* [YOUR GOAL]
Could you copy the data word for word, starting at its very first line and stopping after the line that contains "box: [45, 243, 114, 273]"?

* [PROVIDED DATA]
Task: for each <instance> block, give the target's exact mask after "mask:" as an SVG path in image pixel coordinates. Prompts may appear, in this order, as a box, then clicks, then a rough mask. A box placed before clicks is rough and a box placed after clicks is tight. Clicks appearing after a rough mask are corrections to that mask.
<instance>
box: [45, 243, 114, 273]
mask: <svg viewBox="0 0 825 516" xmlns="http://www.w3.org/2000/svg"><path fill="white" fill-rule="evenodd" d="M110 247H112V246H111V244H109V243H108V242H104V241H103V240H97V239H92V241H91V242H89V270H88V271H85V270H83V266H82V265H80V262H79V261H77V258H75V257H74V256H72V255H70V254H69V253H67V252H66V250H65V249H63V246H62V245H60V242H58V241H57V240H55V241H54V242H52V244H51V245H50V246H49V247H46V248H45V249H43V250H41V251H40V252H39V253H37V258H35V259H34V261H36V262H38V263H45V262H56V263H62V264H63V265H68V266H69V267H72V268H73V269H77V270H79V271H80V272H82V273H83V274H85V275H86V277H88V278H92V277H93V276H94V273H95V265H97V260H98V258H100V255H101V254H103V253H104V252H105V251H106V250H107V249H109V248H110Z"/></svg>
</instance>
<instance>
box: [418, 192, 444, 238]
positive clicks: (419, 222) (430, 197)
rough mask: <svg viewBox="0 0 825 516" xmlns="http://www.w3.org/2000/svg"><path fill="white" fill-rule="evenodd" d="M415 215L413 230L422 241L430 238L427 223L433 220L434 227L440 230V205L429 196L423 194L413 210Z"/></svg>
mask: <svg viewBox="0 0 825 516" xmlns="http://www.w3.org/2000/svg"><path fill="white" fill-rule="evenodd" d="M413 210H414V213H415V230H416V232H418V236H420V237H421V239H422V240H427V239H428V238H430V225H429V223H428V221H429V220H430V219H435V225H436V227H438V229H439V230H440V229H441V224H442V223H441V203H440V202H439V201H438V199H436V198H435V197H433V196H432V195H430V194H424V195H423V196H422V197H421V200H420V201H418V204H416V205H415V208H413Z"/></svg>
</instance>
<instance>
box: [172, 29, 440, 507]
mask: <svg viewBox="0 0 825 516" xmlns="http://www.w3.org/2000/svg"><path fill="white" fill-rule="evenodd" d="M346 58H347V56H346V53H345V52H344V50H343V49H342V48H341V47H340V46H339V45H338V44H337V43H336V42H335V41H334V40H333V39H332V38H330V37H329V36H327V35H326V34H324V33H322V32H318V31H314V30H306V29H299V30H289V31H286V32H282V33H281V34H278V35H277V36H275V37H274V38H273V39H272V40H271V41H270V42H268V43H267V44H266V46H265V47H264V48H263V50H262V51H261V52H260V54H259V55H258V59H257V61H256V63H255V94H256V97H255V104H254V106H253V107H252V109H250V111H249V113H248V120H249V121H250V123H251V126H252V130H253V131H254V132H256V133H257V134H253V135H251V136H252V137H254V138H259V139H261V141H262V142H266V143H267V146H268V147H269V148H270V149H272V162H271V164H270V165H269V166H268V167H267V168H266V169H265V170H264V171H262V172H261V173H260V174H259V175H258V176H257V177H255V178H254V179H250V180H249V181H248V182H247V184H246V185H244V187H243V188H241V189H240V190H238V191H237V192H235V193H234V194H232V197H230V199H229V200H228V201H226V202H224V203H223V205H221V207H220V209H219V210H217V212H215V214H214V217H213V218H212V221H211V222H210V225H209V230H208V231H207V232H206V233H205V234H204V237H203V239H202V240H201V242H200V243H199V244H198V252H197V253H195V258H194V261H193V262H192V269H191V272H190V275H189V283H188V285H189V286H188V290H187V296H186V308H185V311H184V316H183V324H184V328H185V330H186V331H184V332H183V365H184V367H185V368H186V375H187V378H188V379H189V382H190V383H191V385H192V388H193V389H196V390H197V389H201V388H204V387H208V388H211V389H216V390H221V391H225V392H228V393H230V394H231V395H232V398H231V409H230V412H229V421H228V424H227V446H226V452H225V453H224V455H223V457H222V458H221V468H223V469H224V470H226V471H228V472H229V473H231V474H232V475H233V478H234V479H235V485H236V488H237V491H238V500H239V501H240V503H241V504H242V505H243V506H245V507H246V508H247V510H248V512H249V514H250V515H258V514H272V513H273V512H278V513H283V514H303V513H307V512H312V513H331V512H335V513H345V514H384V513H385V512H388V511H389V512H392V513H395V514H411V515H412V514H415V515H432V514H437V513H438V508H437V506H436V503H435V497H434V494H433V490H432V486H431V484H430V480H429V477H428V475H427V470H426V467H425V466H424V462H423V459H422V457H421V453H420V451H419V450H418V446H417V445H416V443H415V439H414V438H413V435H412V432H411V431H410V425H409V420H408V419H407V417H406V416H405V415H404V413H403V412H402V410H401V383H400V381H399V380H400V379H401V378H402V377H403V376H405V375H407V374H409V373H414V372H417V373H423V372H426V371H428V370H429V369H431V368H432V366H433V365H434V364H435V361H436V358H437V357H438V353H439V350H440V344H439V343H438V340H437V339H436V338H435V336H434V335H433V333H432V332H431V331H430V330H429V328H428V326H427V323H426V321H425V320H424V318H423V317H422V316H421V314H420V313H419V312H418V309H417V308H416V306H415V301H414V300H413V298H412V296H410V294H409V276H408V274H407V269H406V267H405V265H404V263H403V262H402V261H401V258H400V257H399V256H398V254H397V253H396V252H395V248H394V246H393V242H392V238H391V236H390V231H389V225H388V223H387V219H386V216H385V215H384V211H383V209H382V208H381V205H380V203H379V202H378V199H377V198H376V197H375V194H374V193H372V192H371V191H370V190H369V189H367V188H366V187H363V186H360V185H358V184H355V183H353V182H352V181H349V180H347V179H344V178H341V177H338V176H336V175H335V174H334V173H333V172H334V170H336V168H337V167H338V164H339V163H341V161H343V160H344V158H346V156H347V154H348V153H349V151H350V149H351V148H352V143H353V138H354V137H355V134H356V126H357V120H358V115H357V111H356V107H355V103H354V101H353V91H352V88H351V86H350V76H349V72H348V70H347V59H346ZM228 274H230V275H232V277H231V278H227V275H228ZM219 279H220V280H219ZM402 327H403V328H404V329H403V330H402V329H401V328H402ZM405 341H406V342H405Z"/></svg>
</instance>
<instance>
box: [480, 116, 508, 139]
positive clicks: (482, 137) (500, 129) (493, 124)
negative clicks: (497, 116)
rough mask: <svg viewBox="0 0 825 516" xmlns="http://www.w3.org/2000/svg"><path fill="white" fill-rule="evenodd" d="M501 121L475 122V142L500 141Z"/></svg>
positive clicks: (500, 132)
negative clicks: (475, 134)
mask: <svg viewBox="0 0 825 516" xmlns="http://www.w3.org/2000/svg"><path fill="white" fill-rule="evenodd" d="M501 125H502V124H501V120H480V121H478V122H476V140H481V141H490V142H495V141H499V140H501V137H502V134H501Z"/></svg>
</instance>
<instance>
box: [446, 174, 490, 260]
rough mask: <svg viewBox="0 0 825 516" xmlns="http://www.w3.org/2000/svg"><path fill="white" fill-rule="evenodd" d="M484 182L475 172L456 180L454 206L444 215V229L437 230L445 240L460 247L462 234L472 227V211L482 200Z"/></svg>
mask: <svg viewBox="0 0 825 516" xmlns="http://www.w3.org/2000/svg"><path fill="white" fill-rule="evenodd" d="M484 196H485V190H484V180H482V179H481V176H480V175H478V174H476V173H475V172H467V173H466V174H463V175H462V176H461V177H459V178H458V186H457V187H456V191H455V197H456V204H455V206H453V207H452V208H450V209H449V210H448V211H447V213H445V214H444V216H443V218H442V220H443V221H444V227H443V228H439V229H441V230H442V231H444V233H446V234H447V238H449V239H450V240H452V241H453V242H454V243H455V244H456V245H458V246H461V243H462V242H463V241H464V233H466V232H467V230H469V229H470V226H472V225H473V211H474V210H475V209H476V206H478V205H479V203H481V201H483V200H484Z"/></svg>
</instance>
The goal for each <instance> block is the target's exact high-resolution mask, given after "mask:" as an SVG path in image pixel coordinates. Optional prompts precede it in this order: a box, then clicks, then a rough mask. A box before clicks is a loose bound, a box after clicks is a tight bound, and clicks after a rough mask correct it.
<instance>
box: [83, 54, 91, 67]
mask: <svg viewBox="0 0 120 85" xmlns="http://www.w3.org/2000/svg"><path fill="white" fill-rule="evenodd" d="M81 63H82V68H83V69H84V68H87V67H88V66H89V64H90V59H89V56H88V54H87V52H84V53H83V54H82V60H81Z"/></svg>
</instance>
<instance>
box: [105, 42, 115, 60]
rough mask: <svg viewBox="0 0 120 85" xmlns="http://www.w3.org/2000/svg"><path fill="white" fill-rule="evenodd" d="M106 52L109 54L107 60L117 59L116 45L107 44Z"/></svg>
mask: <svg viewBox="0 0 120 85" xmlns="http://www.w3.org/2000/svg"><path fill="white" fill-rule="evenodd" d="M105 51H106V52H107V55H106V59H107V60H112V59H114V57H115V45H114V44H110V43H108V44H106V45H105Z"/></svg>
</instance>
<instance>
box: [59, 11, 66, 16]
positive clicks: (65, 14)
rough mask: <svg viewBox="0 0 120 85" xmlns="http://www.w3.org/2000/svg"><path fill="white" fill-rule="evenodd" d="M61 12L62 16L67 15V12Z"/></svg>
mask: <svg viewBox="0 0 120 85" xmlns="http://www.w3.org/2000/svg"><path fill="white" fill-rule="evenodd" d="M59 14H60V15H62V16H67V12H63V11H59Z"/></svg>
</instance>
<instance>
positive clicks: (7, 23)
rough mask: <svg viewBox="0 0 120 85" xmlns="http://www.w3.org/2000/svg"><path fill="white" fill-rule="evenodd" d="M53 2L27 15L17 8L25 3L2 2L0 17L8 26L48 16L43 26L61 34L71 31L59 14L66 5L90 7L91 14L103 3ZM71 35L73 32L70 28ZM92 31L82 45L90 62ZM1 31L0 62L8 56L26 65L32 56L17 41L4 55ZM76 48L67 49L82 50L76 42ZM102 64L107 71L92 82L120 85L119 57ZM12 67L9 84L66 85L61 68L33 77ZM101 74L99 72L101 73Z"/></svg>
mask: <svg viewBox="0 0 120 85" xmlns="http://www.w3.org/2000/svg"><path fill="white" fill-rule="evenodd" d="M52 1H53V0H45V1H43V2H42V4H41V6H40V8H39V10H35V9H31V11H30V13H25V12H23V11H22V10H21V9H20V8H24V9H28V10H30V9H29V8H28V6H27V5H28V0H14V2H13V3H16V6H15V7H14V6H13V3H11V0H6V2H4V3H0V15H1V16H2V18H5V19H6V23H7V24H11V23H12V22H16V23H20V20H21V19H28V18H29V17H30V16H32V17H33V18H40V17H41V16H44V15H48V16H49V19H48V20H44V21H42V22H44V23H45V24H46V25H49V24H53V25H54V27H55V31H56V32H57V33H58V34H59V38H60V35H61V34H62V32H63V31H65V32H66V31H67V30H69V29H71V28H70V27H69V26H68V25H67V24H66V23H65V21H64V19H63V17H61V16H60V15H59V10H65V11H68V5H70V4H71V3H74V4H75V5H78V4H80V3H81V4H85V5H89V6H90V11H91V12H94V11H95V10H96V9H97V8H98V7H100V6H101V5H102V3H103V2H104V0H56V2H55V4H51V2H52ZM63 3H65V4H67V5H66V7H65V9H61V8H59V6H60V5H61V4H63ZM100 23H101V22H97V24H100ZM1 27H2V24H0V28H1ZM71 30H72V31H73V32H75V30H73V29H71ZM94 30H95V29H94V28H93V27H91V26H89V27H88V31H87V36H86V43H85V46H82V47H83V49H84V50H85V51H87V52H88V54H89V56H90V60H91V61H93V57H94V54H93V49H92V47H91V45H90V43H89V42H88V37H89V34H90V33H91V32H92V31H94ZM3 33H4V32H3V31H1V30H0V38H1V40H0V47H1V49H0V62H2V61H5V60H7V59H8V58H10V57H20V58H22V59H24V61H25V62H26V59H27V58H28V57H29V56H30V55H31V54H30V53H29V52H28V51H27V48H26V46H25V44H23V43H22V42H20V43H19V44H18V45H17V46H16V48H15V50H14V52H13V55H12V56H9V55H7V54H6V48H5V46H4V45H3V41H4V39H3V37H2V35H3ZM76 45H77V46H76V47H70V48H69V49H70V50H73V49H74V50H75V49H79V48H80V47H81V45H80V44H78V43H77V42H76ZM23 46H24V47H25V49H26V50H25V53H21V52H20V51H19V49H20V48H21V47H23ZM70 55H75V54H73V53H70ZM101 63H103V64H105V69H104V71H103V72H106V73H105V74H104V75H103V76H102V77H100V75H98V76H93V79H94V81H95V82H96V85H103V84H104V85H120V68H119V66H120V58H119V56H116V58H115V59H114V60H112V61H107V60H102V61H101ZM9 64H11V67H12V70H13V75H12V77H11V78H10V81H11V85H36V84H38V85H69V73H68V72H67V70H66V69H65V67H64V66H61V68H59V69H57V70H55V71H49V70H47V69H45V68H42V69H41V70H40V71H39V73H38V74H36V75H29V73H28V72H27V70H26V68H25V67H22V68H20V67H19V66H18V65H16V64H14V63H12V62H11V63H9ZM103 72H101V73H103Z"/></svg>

* [SOLUTION BELOW]
Task: for each <instance> block, give the target's exact mask after "mask:" as an SVG path in image pixel coordinates. Prompts may appear, in this order, as a box, then clicks, then a rough mask. A box placed before clicks is rough and a box placed after clicks is tight. Clicks appearing after a rough mask are corrections to that mask.
<instance>
box: [45, 243, 114, 273]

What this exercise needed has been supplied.